Point-per-instance localization data
§
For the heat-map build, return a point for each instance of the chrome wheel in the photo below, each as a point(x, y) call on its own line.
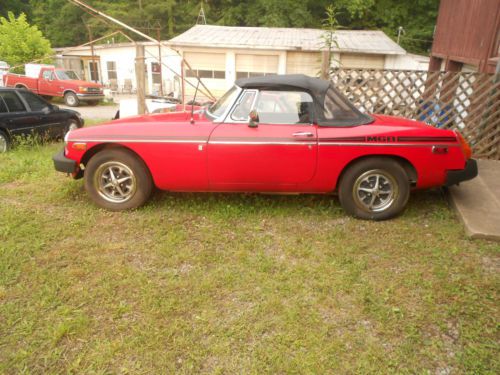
point(115, 182)
point(3, 143)
point(72, 126)
point(375, 191)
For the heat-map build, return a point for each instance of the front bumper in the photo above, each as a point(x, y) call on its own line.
point(468, 173)
point(90, 96)
point(64, 164)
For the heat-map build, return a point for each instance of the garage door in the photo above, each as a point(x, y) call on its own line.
point(364, 61)
point(308, 63)
point(211, 67)
point(255, 65)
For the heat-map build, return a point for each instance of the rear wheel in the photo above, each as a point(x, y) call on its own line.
point(117, 180)
point(4, 142)
point(71, 99)
point(375, 189)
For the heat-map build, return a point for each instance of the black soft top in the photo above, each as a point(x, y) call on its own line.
point(331, 107)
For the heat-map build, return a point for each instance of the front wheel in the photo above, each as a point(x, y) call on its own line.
point(374, 189)
point(71, 99)
point(117, 180)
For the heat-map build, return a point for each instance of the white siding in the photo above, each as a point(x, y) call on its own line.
point(363, 61)
point(308, 63)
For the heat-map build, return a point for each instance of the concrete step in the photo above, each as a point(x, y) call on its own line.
point(477, 202)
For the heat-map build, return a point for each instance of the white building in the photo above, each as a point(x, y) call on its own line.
point(222, 54)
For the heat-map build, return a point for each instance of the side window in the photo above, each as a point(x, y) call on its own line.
point(3, 107)
point(285, 107)
point(12, 101)
point(34, 101)
point(244, 106)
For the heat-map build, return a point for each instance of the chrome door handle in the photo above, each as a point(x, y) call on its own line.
point(303, 134)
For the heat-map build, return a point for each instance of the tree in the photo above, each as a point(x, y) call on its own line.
point(21, 43)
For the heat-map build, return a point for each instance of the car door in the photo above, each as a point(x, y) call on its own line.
point(274, 154)
point(50, 123)
point(19, 120)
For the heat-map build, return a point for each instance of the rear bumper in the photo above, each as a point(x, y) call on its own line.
point(468, 173)
point(63, 164)
point(90, 96)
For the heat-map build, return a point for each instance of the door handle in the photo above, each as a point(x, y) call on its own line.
point(303, 134)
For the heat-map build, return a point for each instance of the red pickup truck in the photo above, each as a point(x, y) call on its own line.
point(48, 81)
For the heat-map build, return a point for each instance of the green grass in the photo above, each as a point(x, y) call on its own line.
point(213, 283)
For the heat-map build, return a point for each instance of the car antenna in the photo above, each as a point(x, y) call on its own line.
point(194, 100)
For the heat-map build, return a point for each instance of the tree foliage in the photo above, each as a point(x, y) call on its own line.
point(20, 42)
point(63, 23)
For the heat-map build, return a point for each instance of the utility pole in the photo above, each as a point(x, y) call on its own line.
point(158, 35)
point(202, 20)
point(140, 76)
point(400, 32)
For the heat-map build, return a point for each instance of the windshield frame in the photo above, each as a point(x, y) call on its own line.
point(228, 109)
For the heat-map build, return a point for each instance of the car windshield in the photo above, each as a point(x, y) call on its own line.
point(67, 75)
point(221, 105)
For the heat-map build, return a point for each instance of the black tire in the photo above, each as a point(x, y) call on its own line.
point(360, 197)
point(4, 142)
point(104, 187)
point(71, 99)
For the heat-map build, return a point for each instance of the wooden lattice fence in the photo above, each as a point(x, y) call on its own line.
point(469, 102)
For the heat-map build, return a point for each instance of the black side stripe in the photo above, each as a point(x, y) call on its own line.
point(427, 139)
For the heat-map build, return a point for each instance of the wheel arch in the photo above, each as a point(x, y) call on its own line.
point(409, 168)
point(108, 146)
point(69, 90)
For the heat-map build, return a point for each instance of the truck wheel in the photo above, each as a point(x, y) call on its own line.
point(117, 180)
point(4, 142)
point(71, 99)
point(374, 189)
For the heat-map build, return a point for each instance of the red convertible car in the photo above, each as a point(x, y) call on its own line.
point(277, 134)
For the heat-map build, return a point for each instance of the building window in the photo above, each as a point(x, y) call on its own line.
point(111, 65)
point(156, 72)
point(203, 73)
point(252, 74)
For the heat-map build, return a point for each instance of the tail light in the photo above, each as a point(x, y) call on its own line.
point(465, 146)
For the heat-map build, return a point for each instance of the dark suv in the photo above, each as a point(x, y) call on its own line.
point(25, 113)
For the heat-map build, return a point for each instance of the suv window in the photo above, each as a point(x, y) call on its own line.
point(285, 107)
point(12, 101)
point(34, 101)
point(3, 107)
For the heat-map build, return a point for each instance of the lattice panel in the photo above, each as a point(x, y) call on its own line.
point(469, 102)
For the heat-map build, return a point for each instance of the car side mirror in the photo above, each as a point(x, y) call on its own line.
point(254, 119)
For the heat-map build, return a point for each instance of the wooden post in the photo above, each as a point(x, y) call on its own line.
point(325, 65)
point(158, 35)
point(140, 76)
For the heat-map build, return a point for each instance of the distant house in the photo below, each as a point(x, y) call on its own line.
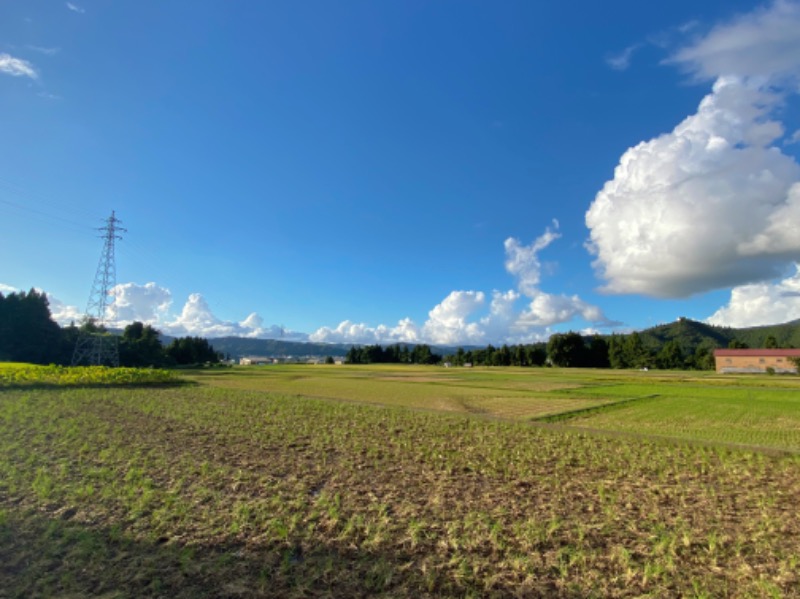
§
If an entry holds a picture, leave the picture out and repeat the rest exactly.

For the heat-map build, return a point for each instance of the chrome wheel in the photo below, each as a point(x, y) call on its own line.
point(115, 182)
point(3, 143)
point(72, 126)
point(375, 191)
For the heat-map build, return a point for each instance of the front bumper in the photo above, each as a point(x, y) call on its own line.
point(468, 173)
point(90, 96)
point(64, 164)
For the heat-map build, return a point for each instance of the garage door in the photo above, each as a point(x, y) call on its own line.
point(364, 61)
point(308, 63)
point(211, 67)
point(255, 65)
For the heat-map build, return a point for each instance of the rear wheel in the photo above, each as a point(x, y) call on its own line.
point(117, 180)
point(4, 142)
point(71, 99)
point(375, 189)
For the heat-map build, return a point for each instance of the black soft top in the photo above, each as a point(x, y) call on its own line.
point(331, 107)
For the heat-map build, return a point for each instance of the front wheel in the photo above, each as a point(x, y) call on its own line.
point(374, 189)
point(71, 99)
point(117, 180)
For the heat-map build, return a point for each instance of the white siding in the photo above, each as a point(x, y) call on its own line.
point(363, 61)
point(308, 63)
For the heat-map build, return a point for each instance of the concrete step in the photo above, each as a point(x, y) call on its own line.
point(477, 202)
For the heat-map build, return a point for each instance of the white building in the photo above, each as a point(x, y) call on its own line.
point(222, 54)
For the heat-map build, return a point for each instance of the side window in the photo above, each as a point(x, y) call on its own line.
point(3, 107)
point(285, 107)
point(12, 101)
point(34, 101)
point(244, 106)
For the heat-map build, return a point for each instance of the chrome door handle in the photo above, each as a point(x, y) call on its own line.
point(303, 134)
For the heat-map build, return a point for each instance of the tree in the photo above, each as a point(x, y) call on its own line.
point(21, 43)
For the heat-map build, return a point for each instance of the car door in the photo above, each as a point(x, y) call on its own line.
point(274, 154)
point(50, 123)
point(19, 120)
For the heat-map build, return a point for each instance of the rear bumper in the photo above, each as a point(x, y) call on its own line.
point(468, 173)
point(63, 164)
point(90, 96)
For the heat-map build, return a point for each instance of the door handle in the photo above, each as a point(x, y) call on its own line.
point(303, 134)
For the heat-map build, return a point for each instance of the red pickup truck in the photo above, each as a point(x, y) call on its own line.
point(48, 81)
For the heat-map build, return a point for each instance of the green grass in the photo above, each as a point(x, y) call on its own line.
point(213, 283)
For the heat-map build, return a point for each instance of the car antenna in the photo above, each as a point(x, y) call on its own line.
point(194, 100)
For the heat-map build, return a point for each instance of the tree foliage in the photo above, each as a point(x, y) call on its own line.
point(20, 42)
point(63, 23)
For the heat-map build, return a point for each instance of the utility pole in the photo above, each as a point(x, y) call on its own line.
point(158, 35)
point(202, 20)
point(140, 76)
point(400, 32)
For the heat-map build, return a point for each instance of the windshield frame in the photo above, each as a point(x, y) call on its own line.
point(228, 109)
For the heat-map build, return a point for each instance of the car windshield in the photo above, each as a point(x, y) call on its own line.
point(67, 75)
point(221, 105)
For the heat-map build, return a point for each instance of the black tire in the photo above, each as a point(x, y) call on its own line.
point(360, 197)
point(4, 142)
point(104, 187)
point(71, 99)
For the heat-map build, return a point for each instance of the wooden lattice fence in the photo above, each as a point(x, y) call on its own line.
point(469, 102)
For the heat-map build, return a point for each instance of the black side stripe in the photo above, each as a point(x, y) call on its own line.
point(427, 139)
For the heat-map build, return a point for each instance of the wheel arch in the photo above, each as a point(x, y) call on its own line.
point(409, 168)
point(108, 146)
point(69, 90)
For the heat-map build, return a point for each instance of the truck wheel in the photo above, each as a point(x, y) call on its own line.
point(117, 180)
point(4, 142)
point(71, 99)
point(374, 189)
For the heat-map build, return a point for each instance of the red convertible car in the photo above, each as a point(x, y) call on its own line.
point(277, 134)
For the heat-map build, return a point for each instance of the building window in the photo above, each as a point(x, y) call on its own line.
point(111, 65)
point(156, 72)
point(203, 73)
point(252, 74)
For the heat-map build, return a point for each instance of the tail light in the photo above, each as a point(x, y) call on its own line.
point(465, 146)
For the heat-map build, return a point for each instance of the dark suv in the photo above, each as a point(x, y) call on its own line.
point(25, 113)
For the heat-map build, return a point for each instance of the suv window in the photo above, each as a point(x, y) call on its own line.
point(285, 107)
point(12, 101)
point(34, 101)
point(3, 107)
For the heat-map build, return a point for each instance of the lattice panel in the photo above, each as a point(x, y) call on its own line.
point(469, 102)
For the heat-map build, return a point for each instance of the car side mirror in the photo above, each as a point(x, y) call on its own line.
point(254, 119)
For the heat-map build, return a point for each instance of the wooden post in the photo above, each as a point(x, y) call on its own line.
point(325, 65)
point(158, 35)
point(140, 76)
For the heat-map build, return a point for each instance of the distant house in the photo below, each as a point(x, y) call on its own line.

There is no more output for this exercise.